>> begin Document section

United States Monetary Policy

United States

Fed keeps monetary policy unchanged

At its policy meeting on 19-20 March, the Federal Open Market Committee (FOMC) reaffirmed its monetary policy stance. The FOMC announced that the target range for the federal funds rates will remain at the current range of between 0.00% and 0.25% at least as long as the unemployment rate remains above 6.5% and providing that long-term inflation expectations remain well anchored. Moreover, the Fed announced it will continue with its programmes of monthly purchases of USD 45 billion of long-term Treasury securities and USD 40 billion of mortgage-backed securities, in addition to reinvesting the principal payments from its holdings. The pace at which the Fed purchases assets will be reduced once employment growth picks up at a steady rate. All these decisions were in line with market expectations.

>> end Document section
>> begin Source excerpt

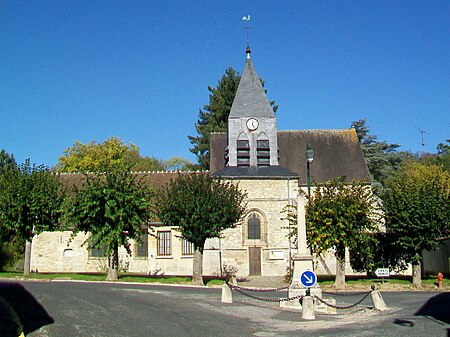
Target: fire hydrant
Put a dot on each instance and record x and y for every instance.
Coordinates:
(440, 278)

>> end Source excerpt

_Problem set_:
1 – According to the text on United States monetary policy, how much in mortgage-backed securities will the Fed buy each month?
2 – Reproduce the passage of the text on United States monetary policy starting with "United States Monetary" and going on through "with market expectations.".

_Solutions for each task_:
1 – USD 40 billion

2 –
United States Monetary Policy

United States

Fed keeps monetary policy unchanged

At its policy meeting on 19-20 March, the Federal Open Market Committee (FOMC) reaffirmed its monetary policy stance. The FOMC announced that the target range for the federal funds rates will remain at the current range of between 0.00% and 0.25% at least as long as the unemployment rate remains above 6.5% and providing that long-term inflation expectations remain well anchored. Moreover, the Fed announced it will continue with its programmes of monthly purchases of USD 45 billion of long-term Treasury securities and USD 40 billion of mortgage-backed securities, in addition to reinvesting the principal payments from its holdings. The pace at which the Fed purchases assets will be reduced once employment growth picks up at a steady rate. All these decisions were in line with market expectations.